Point-per-instance localization data
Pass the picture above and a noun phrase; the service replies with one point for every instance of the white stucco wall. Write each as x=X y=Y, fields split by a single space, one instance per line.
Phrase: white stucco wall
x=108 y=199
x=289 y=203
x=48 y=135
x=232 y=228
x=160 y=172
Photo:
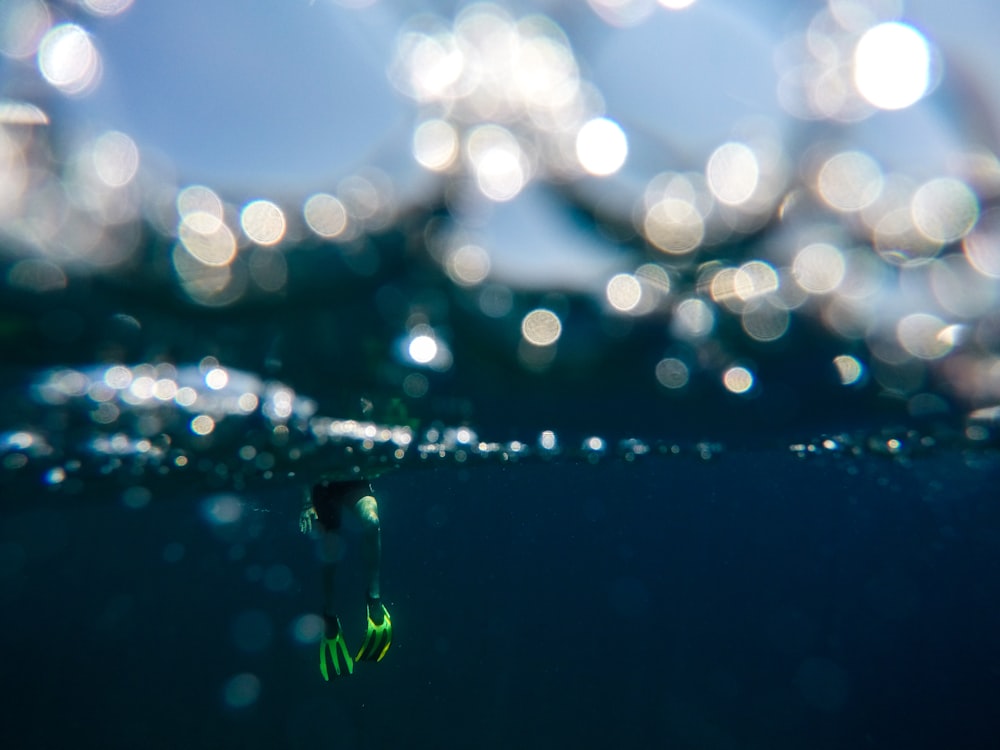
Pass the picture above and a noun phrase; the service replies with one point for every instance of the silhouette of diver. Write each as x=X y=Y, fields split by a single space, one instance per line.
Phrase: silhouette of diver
x=326 y=503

Task details: What must be returned is the line with "of the silhouette" plus every line after it to the end of the entries, exactly as they appear.

Exercise result:
Pass the picture above and a noun phrase; the service replies with one point for every instance of the silhouette of diver. Write each as x=X y=Y, fields split by a single space, one instance per line.
Phrase: silhouette of diver
x=326 y=503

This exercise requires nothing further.